** Start GIVEN PASSAGE **
You don't have to block the main goroutine on the Wait, you could block something else, for example:
doneCh := make(chan struct{}{})
go func() {
wg.Wait()
close(doneCh)
}()
Then you can wait on doneCh in your select to see if all the routines have finished.
In go I have two callbacks that eventually do not fire.
registerCb(func() {...})
registerCb(func() {...})
/* Wait for both func to execute with timeout */
I want to wait for both of them but having a timeout if one is not executed.
sync.WaitGroup does not work, since it is blocking and not channel based. Also you call WaitGroup.Done() without the risk of panic outside the callbacks.
My current solution is using just two booleans and a busy wait loop. But that's not satisfying.
Is there any idiomatic way that do not use polling or busy waiting?
Update:
Here is some code that demonstrates a busy wait solution but should return as soon as both callbacks are fired or after the timeout, without using polling
package main
import (
"fmt"
"log"
"sync"
"time"
)
var cbOne func()
var cbTwo func()
func registerCbOne(cb func()) {
cbOne = cb
}
func registerCbTwo(cb func()) {
cbTwo = cb
}
func executeCallbacks() {
<-time.After(1 * time.Second)
cbOne()
// Might never happen
//<-time.After(1 * time.Second)
//cbTwo()
}
func main() {
// Some process in background will execute our callbacks
go func() {
executeCallbacks()
}()
err := WaitAllOrTimeout(3 * time.Second)
if err != nil {
fmt.Println("Error: ", err.Error())
** End GIVEN PASSAGE **
**CHALLENGE**:
Answer these questions about the Go callback thread above, one per line:
1. In the suggested answer, what does the goroutine do right after wg.Wait() returns?
2. What does the asker's current solution use?
3. What timeout does main pass to WaitAllOrTimeout?
The data on this page has no connection to the thread above.
** Start DATA LINES **
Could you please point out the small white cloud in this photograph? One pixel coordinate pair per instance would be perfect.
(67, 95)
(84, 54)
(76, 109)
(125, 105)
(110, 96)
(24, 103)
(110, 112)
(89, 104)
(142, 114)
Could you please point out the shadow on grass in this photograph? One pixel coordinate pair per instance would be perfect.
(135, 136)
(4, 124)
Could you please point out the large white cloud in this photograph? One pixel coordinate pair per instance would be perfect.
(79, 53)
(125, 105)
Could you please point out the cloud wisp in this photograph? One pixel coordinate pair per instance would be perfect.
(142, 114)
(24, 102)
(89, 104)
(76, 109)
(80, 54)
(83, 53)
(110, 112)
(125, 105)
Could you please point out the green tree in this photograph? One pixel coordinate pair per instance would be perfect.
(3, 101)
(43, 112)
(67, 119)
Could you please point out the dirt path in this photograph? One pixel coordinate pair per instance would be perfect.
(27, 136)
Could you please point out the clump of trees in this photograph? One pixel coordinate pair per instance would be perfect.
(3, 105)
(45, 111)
** End DATA LINES **
** Start DATA LINES **
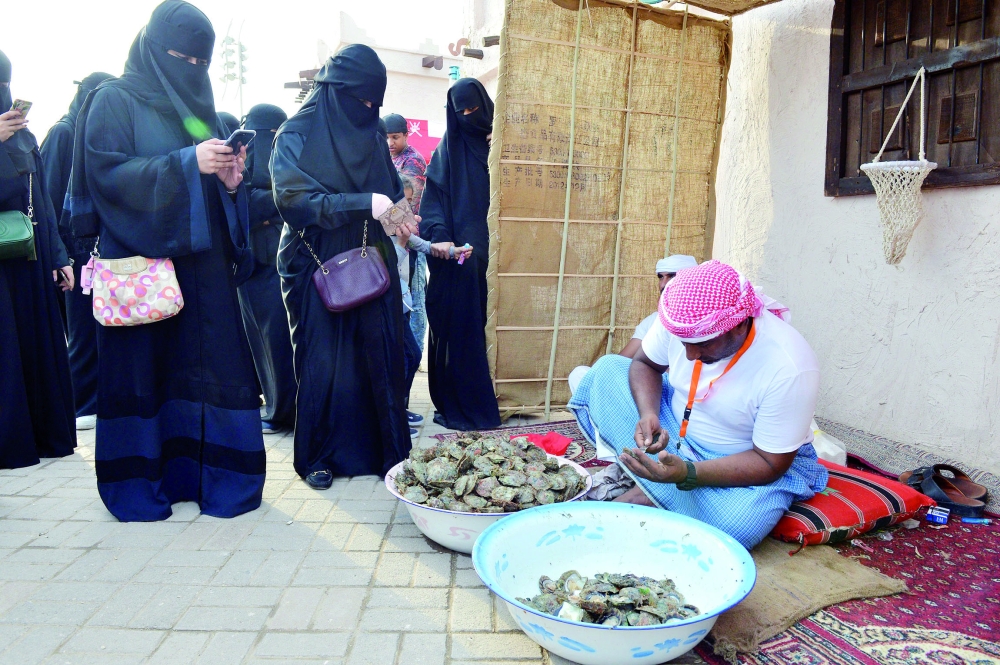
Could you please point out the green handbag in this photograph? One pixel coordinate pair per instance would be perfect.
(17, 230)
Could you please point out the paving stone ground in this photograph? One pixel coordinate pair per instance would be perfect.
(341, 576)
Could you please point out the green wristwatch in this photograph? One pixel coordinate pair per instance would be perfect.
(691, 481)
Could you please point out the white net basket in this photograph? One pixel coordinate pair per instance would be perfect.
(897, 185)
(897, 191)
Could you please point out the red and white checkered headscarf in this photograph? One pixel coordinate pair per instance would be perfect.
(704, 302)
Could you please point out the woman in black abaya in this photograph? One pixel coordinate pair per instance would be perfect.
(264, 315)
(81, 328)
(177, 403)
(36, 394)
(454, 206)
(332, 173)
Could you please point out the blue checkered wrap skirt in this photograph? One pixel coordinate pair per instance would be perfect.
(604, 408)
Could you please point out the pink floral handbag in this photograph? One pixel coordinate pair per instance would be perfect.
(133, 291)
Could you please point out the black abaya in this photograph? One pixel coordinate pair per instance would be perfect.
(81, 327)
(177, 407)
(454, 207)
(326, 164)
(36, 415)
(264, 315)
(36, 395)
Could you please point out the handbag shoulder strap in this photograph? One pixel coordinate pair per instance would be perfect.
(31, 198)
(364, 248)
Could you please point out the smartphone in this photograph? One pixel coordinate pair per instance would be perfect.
** End DATA LINES **
**RESULT BELOW**:
1. It closes doneCh.
2. Two booleans and a busy wait loop.
3. 3 * time.Second.